DATA SUPPLIED.
┌────────

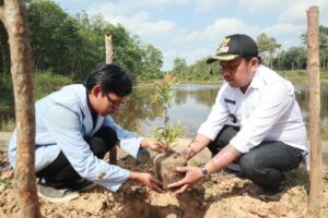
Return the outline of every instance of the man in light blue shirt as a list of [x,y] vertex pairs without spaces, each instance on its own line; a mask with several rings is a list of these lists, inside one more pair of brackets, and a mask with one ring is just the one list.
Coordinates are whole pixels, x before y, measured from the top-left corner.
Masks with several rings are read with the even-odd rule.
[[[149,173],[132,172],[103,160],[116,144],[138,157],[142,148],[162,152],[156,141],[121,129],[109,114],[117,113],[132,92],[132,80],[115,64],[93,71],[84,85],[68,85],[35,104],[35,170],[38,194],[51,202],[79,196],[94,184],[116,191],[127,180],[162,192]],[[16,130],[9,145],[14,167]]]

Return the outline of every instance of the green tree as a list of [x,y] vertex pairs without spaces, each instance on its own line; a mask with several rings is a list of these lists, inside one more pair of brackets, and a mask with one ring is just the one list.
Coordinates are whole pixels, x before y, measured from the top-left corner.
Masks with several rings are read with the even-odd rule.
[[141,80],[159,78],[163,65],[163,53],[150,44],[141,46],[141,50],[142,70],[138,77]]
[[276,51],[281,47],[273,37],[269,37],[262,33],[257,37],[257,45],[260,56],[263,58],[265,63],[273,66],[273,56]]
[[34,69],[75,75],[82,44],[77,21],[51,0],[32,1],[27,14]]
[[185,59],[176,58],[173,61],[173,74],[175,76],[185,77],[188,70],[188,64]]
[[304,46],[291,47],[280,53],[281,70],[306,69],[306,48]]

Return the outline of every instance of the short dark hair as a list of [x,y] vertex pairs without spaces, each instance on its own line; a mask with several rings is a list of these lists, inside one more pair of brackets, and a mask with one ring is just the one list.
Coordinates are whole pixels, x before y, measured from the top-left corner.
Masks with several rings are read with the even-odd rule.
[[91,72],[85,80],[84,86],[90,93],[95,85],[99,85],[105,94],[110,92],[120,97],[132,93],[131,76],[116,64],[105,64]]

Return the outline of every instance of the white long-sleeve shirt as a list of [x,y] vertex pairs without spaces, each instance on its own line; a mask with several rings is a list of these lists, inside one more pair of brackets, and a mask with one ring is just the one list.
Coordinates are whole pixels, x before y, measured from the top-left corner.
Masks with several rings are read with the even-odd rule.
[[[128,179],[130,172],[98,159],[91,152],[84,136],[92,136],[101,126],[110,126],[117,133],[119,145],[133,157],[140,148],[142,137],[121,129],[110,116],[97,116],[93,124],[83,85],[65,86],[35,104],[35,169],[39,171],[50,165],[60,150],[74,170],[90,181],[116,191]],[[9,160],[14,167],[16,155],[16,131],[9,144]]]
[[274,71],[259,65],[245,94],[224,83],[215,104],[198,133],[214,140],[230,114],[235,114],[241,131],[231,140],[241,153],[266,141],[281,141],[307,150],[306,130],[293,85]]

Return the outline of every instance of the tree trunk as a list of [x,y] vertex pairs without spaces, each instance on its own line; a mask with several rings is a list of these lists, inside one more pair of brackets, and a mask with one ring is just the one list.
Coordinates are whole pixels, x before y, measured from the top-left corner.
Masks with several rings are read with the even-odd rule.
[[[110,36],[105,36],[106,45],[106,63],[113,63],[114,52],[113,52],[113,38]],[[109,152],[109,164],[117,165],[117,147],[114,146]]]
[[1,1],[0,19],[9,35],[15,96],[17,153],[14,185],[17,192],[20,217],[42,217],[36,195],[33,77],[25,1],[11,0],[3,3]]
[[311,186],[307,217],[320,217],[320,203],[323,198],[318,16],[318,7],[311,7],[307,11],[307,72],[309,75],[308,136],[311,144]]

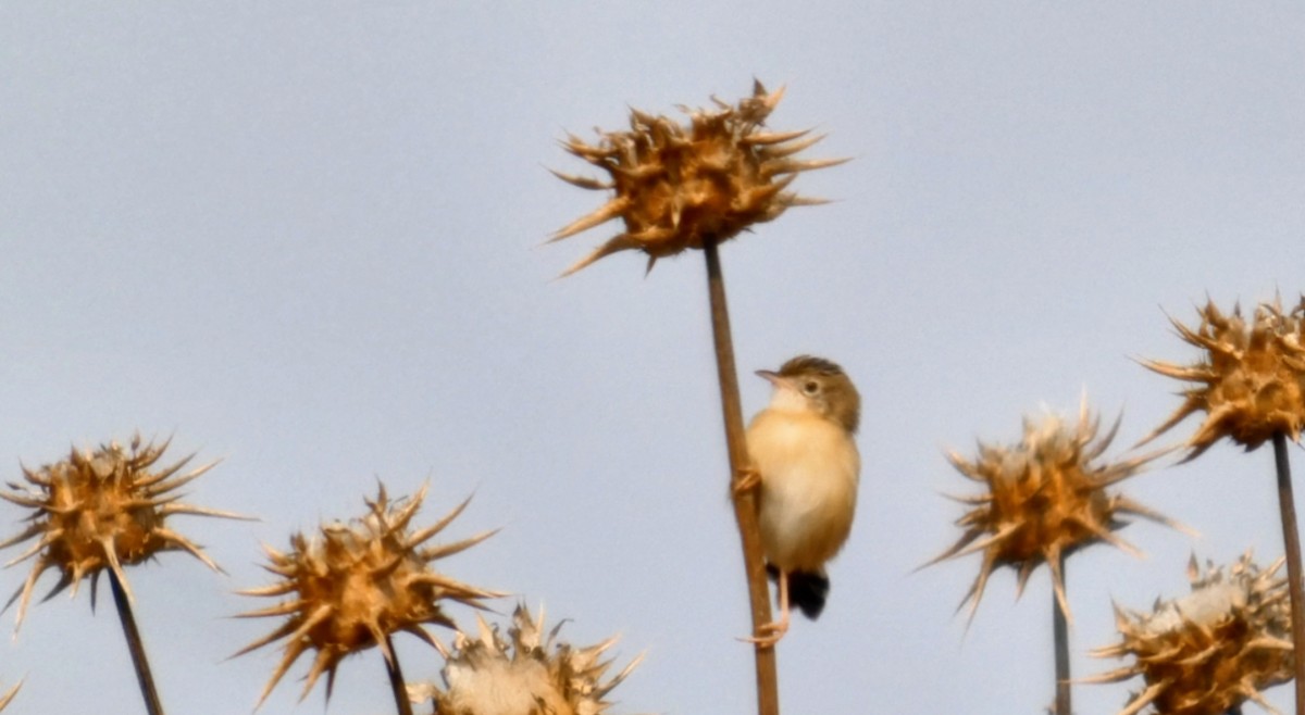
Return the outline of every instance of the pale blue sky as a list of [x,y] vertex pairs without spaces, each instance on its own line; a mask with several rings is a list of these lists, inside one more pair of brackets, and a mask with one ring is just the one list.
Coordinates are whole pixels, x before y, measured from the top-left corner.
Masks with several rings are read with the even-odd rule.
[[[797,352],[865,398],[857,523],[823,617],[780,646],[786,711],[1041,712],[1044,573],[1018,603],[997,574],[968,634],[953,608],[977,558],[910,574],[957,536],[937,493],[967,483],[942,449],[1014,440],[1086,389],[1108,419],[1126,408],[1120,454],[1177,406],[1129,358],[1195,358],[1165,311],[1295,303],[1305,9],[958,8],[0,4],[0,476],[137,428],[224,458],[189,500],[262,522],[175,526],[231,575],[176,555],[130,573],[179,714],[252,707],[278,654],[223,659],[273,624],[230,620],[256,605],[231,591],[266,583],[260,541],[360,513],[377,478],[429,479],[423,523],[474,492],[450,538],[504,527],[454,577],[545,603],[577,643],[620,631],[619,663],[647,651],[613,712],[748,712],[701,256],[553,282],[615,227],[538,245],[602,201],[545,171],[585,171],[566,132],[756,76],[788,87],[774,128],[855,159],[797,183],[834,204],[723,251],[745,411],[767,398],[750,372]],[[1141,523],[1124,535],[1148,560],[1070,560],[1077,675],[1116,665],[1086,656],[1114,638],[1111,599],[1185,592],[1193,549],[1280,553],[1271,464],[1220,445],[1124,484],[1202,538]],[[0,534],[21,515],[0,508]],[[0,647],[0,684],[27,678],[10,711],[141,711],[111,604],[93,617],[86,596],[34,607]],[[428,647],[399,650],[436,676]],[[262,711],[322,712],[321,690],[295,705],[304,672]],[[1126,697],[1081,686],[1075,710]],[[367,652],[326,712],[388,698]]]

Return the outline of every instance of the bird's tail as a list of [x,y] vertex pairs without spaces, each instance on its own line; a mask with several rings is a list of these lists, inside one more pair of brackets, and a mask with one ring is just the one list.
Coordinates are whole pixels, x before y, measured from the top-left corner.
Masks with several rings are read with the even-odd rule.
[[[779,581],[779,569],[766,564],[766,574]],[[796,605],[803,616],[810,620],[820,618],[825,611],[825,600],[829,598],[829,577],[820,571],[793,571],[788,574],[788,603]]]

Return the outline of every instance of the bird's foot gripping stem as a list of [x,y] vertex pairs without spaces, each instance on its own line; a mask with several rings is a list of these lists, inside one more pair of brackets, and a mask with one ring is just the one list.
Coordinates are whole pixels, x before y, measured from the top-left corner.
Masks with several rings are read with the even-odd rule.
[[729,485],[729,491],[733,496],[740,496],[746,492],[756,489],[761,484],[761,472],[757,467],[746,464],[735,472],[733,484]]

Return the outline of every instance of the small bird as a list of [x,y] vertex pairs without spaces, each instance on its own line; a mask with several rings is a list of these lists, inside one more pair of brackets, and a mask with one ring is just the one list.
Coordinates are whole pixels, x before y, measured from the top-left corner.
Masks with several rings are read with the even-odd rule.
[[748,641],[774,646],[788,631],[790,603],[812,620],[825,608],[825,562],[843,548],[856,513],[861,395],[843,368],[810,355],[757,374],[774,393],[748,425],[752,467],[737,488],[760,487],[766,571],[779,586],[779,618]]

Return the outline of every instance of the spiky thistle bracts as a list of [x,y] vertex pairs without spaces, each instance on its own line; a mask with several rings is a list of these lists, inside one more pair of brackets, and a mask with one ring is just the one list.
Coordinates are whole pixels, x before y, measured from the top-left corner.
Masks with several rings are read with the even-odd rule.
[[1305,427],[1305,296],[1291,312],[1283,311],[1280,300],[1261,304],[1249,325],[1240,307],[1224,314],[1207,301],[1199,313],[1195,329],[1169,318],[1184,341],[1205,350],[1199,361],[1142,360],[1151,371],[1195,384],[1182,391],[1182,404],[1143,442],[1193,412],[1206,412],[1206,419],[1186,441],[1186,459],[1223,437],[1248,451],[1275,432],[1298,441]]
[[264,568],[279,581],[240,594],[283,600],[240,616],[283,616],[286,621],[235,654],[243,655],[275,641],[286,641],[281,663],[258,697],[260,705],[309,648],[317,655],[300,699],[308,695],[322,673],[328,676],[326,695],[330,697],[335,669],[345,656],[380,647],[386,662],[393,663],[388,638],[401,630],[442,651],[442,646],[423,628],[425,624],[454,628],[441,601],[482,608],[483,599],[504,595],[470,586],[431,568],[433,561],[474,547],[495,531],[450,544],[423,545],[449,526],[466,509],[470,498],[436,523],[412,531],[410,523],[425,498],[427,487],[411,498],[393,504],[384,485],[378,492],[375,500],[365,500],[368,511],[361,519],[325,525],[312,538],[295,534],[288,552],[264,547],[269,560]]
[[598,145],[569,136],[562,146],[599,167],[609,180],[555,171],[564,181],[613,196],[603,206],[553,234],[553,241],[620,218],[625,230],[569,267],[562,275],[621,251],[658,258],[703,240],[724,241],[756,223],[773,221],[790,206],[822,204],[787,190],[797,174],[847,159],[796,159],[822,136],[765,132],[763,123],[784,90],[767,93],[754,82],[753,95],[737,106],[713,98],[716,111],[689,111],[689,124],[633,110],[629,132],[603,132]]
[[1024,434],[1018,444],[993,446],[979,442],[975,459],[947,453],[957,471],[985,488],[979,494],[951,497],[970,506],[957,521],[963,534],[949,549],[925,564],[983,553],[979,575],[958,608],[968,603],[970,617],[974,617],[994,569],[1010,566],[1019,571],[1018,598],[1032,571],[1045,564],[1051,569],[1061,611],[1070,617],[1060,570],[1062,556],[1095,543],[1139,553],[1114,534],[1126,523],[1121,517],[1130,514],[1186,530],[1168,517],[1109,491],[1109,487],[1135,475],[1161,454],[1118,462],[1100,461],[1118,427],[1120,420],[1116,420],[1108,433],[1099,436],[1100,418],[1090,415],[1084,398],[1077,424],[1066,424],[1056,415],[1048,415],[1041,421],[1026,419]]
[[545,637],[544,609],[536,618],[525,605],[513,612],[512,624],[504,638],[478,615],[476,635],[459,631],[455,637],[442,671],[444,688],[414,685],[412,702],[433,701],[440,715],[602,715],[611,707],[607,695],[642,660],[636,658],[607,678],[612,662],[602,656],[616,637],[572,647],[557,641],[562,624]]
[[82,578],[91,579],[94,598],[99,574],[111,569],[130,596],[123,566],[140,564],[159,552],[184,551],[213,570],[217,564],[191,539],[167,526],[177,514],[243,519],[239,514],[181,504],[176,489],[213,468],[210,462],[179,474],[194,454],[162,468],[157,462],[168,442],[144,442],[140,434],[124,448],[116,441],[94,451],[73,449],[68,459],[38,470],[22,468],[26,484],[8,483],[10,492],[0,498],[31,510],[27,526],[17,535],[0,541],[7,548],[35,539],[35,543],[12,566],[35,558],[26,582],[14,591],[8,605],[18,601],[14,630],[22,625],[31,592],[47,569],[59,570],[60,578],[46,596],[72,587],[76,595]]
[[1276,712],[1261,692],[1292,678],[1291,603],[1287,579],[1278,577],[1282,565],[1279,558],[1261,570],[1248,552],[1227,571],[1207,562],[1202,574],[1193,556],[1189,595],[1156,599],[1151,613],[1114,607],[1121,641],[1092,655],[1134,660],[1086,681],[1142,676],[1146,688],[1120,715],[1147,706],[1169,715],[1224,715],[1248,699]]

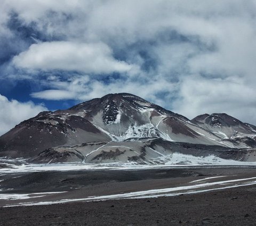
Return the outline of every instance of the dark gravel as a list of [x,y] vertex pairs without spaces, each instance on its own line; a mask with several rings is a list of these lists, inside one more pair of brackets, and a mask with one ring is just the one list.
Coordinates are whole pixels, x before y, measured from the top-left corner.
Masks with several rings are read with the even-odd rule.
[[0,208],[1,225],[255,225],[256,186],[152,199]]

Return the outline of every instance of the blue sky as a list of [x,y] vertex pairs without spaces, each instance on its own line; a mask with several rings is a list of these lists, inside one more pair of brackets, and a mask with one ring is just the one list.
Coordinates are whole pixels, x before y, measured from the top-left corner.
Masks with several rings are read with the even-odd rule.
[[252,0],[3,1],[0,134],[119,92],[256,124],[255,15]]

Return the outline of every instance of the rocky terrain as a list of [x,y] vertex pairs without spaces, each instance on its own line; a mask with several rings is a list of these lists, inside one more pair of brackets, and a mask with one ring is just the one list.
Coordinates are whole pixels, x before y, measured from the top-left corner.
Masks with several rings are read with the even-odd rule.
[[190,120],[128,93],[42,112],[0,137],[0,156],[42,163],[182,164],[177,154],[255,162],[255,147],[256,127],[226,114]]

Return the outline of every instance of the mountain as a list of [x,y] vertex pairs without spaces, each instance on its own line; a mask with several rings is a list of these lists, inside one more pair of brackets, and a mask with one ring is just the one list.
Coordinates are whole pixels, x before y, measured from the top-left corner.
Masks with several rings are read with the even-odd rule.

└────────

WHAT THIS TASK INVOLVES. Lines from the one containing "Return the outline of every instance of the rocky" through the final line are to be given again verbatim, with nothing before or after.

ANSWER FOR THIS EXERCISE.
Return the outline of every instance of the rocky terrain as a list of [x,y] vertex pairs without spaces, each instance on its own line; a mask with several rings is a list of these lists, inside one more pair of brackets, and a mask with one ring is just the one list.
Coordinates are whole pixels, x before y, measured from the top-left corner.
Masks with several rings are read with the even-odd rule.
[[190,120],[128,93],[42,112],[0,137],[0,156],[42,163],[182,164],[177,154],[255,162],[255,147],[256,127],[226,114]]

Return the outline of every instance of the mountain as a list of [x,y] vertex pairs without spaces, each instance on its own line; a mask with several rings is a list of these lists, inside one more pair of brackets, and a mask with one ring is just the one list.
Coordinates are whole pixels, x before y, measured from the top-left corner.
Masks with several rings are read with the even-odd rule.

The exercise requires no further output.